- [Items listed in a dataset]:
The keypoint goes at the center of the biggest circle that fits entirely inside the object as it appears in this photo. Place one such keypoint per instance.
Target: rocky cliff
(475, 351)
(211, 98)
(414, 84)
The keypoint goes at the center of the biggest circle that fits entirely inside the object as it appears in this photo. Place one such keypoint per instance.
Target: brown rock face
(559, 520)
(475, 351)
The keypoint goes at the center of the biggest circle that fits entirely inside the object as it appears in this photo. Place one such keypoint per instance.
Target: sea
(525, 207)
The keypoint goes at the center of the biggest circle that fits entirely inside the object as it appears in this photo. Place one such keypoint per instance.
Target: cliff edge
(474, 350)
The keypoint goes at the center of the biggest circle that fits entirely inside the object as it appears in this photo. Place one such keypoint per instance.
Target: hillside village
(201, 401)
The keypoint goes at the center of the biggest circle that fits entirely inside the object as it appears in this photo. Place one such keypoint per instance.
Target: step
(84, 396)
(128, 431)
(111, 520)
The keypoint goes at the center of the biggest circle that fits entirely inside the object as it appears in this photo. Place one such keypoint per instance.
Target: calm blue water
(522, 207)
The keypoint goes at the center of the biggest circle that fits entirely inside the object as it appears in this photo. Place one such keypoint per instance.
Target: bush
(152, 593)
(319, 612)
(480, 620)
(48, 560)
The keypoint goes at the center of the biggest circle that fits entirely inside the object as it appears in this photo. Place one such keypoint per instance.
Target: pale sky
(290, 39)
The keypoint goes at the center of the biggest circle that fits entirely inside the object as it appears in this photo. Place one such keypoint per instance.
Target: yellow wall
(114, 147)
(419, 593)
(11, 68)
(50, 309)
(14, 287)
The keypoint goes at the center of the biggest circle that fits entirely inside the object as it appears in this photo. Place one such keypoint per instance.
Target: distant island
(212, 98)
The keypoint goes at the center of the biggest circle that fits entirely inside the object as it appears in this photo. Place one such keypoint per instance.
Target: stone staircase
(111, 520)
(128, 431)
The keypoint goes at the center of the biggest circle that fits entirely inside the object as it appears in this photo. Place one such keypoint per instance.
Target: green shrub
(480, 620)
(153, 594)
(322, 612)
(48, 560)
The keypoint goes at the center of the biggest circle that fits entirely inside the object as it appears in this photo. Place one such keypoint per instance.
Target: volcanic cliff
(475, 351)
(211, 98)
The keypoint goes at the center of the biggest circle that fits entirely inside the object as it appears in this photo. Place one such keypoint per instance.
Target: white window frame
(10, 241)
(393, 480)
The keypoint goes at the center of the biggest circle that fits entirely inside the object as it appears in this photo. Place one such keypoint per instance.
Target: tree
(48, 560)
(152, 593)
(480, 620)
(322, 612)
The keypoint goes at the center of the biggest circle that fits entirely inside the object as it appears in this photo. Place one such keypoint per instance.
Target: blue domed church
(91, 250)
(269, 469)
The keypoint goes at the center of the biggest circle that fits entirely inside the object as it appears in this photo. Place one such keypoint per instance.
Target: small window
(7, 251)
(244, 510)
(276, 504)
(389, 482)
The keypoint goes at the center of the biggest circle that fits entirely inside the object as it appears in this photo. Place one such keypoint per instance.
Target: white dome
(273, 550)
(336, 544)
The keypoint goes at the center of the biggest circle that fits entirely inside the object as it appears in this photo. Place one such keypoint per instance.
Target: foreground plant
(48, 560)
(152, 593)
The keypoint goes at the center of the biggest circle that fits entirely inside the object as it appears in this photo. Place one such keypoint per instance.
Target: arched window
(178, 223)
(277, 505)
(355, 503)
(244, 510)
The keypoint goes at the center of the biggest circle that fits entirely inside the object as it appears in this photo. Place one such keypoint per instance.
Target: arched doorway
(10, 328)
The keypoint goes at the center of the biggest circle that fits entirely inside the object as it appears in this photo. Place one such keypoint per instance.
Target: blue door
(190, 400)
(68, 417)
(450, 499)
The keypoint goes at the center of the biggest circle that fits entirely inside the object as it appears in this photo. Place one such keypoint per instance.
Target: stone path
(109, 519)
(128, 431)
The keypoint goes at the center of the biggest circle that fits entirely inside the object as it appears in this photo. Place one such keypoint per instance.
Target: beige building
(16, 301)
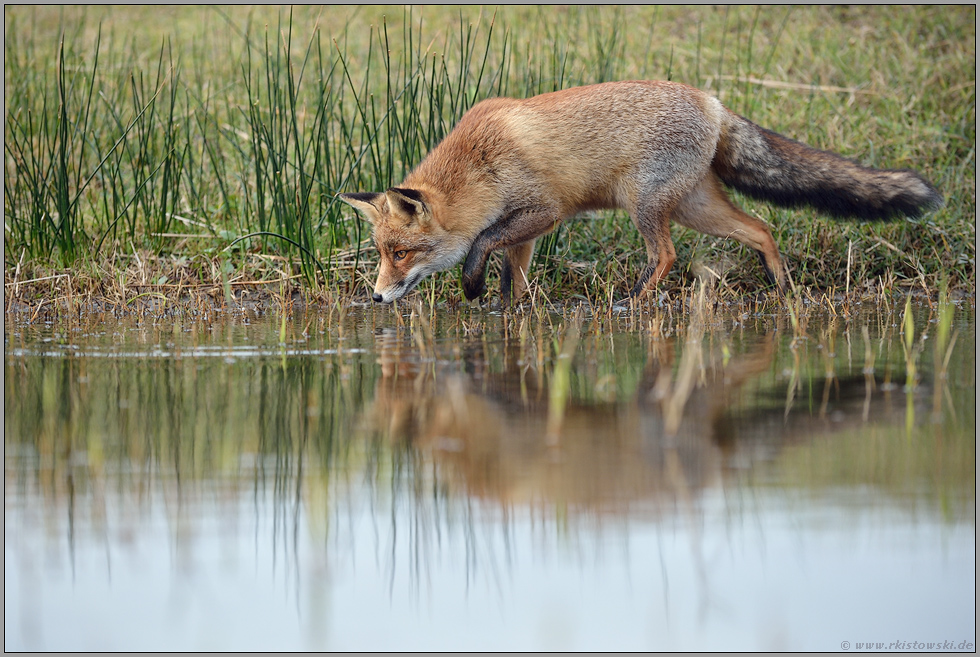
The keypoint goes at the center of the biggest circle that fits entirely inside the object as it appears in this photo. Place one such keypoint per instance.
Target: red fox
(512, 170)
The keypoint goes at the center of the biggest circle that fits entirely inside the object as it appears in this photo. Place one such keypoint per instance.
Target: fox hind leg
(707, 209)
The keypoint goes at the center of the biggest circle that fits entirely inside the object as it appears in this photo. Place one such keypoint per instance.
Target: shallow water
(372, 480)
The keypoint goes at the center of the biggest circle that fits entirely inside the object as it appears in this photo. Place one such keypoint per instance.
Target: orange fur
(512, 170)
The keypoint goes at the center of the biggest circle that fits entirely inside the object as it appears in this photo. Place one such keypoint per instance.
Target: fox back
(512, 170)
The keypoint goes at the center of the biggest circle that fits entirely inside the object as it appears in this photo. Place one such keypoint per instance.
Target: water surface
(370, 479)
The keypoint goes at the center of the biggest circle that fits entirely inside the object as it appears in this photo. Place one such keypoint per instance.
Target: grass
(199, 146)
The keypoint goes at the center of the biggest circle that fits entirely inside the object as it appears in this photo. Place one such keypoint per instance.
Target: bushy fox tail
(770, 167)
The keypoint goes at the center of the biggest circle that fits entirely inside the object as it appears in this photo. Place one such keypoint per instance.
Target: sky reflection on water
(419, 484)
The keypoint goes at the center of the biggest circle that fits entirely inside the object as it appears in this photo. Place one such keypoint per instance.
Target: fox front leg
(516, 233)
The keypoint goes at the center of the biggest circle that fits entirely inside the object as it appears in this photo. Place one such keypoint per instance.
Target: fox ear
(412, 202)
(367, 203)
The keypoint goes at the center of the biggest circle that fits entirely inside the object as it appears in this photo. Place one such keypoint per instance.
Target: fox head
(410, 239)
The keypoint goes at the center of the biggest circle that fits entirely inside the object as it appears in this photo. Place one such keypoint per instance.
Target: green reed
(115, 144)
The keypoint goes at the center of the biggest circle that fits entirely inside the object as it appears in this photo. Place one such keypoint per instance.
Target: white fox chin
(416, 274)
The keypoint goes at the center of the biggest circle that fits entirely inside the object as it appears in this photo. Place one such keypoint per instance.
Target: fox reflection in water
(683, 430)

- [INSTRUCTIONS TO FOLLOW]: Each record above should be copied character for character, with pictures dropped.

- [OUTPUT FOR THIS TASK]:
The keypoint goes at the center of the biggest circle that fits entirely inside the object as it appears in this photo. Place one such keypoint per instance.
Target: rocky cliff
(475, 351)
(211, 98)
(414, 84)
The keypoint goes at the center of the biggest circle that fits entirely inside the object as it appears in this photo. Place one such keypoint per instance.
Target: brown rock face
(559, 520)
(475, 351)
The keypoint goes at the center of the biggest circle that fits entirely inside the object as it appears in this photo. Place one such keypoint per instance.
Target: sea
(525, 207)
The keypoint goes at the center of the biggest circle that fits entirely inside the object as it appears in this photo. Place one such keypoint per instance.
Target: cliff edge
(474, 350)
The keypoint goes at the center of the biggest circle that fits entirely inside the object as it appears in this photo. Place one such keypoint per instance.
Target: hillside village
(201, 401)
The keypoint goes at the center of the biggest circle that fits entirely inside the object as it appears in this photo. Place one such keypoint per instance.
Target: step
(84, 396)
(128, 431)
(111, 520)
The keypoint goes at the center of the biggest circle that fits entirely inside the object as it appears in this photo. Place one such keypoint per instance.
Target: calm blue water
(522, 207)
The keypoint goes at the center of the biggest circle that fits entirely inside the object as it appears in this photo. Place one such keypoint per instance.
Target: bush
(152, 593)
(319, 612)
(480, 620)
(48, 560)
The keypoint goes at the center of the biggest circle that fits entirely inside the object as it appears in this photo. Place one such keypoint per instance.
Target: pale sky
(290, 39)
The keypoint goes at the center of the biggest circle that fits entirely inside the object as it appears in this photo. Place one such keypoint per instance.
Target: yellow wall
(114, 147)
(419, 593)
(11, 68)
(50, 309)
(14, 287)
The keypoint goes at the center of the biggest circle that fits entirely inside the object as it appears in this photo. Place one such keypoint per instance.
Target: distant island
(212, 98)
The keypoint goes at the center of the biggest circle that fits entirely inside the object as it appears in this photo. Place one such keypoint per instance.
Target: stone staircase
(111, 520)
(128, 431)
The keypoint goes at the center of the biggest circle that fits entirely inside the object as it appears in this photo. Place one such keypoint per instance.
Target: green shrub
(480, 620)
(153, 594)
(322, 612)
(48, 560)
The keypoint goes at the center of the biggest circle that fits entirely inside the object as it appears in this photo. Place one such keypoint per instance.
Target: volcanic cliff
(475, 351)
(211, 98)
The keypoint goes at the center of the biggest circle that fits entirely inside the object as it appears in this photo. Place one such keypoint per instance.
Target: white window frame
(10, 241)
(393, 480)
The keypoint goes at the center of the biggest circle that fits entirely inside the object as it appears in this photo. Place one such keypoint per instance.
Target: tree
(48, 560)
(152, 593)
(480, 620)
(322, 612)
The keypoint goes at the center of the biggest circle that fits entirely inside the object as it appears in this photo. Place one such keypoint per instance.
Target: blue domed church
(91, 250)
(269, 469)
The keypoint goes at the center of the biggest circle that fits entirely inside the object as it appears in this photo. Place one such keypoint per instance.
Target: small window
(7, 251)
(244, 510)
(276, 504)
(389, 482)
The keypoint goes at the center of the biggest circle that fits entirely inside the object as it appears in this photo. Place one such keypoint per instance.
Target: white dome
(273, 550)
(336, 544)
The keypoint goes at the center of the biggest circle that fits entirely inside the object as it appears in this photo. Place one such keypoint per instance.
Target: foreground plant
(48, 560)
(152, 593)
The keypoint goes at the center of the biggest circle that fits entirely inside the object as it appears in this photo. Place one such keypoint per instance.
Target: arched window
(178, 223)
(277, 505)
(355, 503)
(244, 510)
The keypoint goes at the center of the biggest circle that fits entirely inside the object as it appears in this photo. Place one such keypoint per instance.
Target: arched doorway
(10, 328)
The keypoint goes at the center of the biggest circle that fits entirely inside the object as it appears in this photo. Place one such keypoint per instance.
Target: blue door
(190, 400)
(68, 417)
(450, 499)
The keypoint goes at the center of the biggest circle that fits entirely inside the object as it appears in this photo. Place one such keypoint per instance.
Target: stone path
(109, 519)
(128, 431)
The keypoint goes at the center of the biggest circle that fits entirely inside the object as it appears in this photo. Place one such keypoint per instance.
Target: beige building
(16, 301)
The keypoint goes at the center of the biggest circle that fits entirely inside the object as it appears in this photo. Place one such keypoint per instance.
Target: red fox
(512, 170)
The keypoint goes at the center of the biggest circle that fits entirely inside the object as it appears in this photo. Place one such keypoint per instance.
Target: fox hind leg
(707, 209)
The keypoint goes at the center of the biggest circle that fits entirely inside the object as it appears in this photo. Place one such keypoint per instance.
Target: shallow water
(372, 480)
The keypoint goes at the center of the biggest circle that fits entirely inside the object as it appears in this photo. Place one such keypoint per instance.
Target: orange fur
(512, 170)
The keypoint goes at the center of the biggest circle that fits entirely inside the object as it appears in this photo. Place one such keypoint per instance.
Target: fox back
(512, 170)
The keypoint goes at the center of the biggest circle that fits entirely inside the object as it appears in this photo. Place one such keypoint per instance.
Target: water surface
(370, 479)
The keypoint goes at the center of the biggest circle that fits entirely inside the object as it appears in this photo. Place one such keypoint per instance.
Target: grass
(199, 146)
The keypoint goes at the center of the biggest circle that fits entirely inside the object as it appears in this photo. Place one such keypoint per instance.
Target: bushy fox tail
(770, 167)
The keypoint goes at the center of the biggest circle that fits entirely inside the object as it appears in this photo. Place one such keypoint per instance.
Target: sky reflection on water
(419, 484)
The keypoint goes at the center of the biggest circle that fits entirely inside the object as it appears in this photo. Place one such keypoint per instance.
Target: fox front leg
(516, 233)
The keypoint goes at the center of the biggest circle that fits entirely inside the object as it appears in this photo. Place one such keypoint per instance.
Target: fox ear
(412, 202)
(367, 203)
The keypoint goes at the center of the biggest circle that fits entirely inside the object as it appears in this photo. Place one such keypoint per instance.
Target: fox head
(410, 239)
The keypoint goes at the center of the biggest circle that fits entirely inside the object as it appears in this photo. Place one such keypoint per instance.
Target: green reed
(115, 144)
The keypoint goes at the center of the biggest circle that fits entirely inside the object as it appears in this photo. Place one such keypoint per instance.
Target: white fox chin
(416, 274)
The keypoint goes at the center of the biggest circle that fits entirely inside the object as it appears in this photo. Place one such keypoint per instance.
Target: fox reflection in water
(683, 430)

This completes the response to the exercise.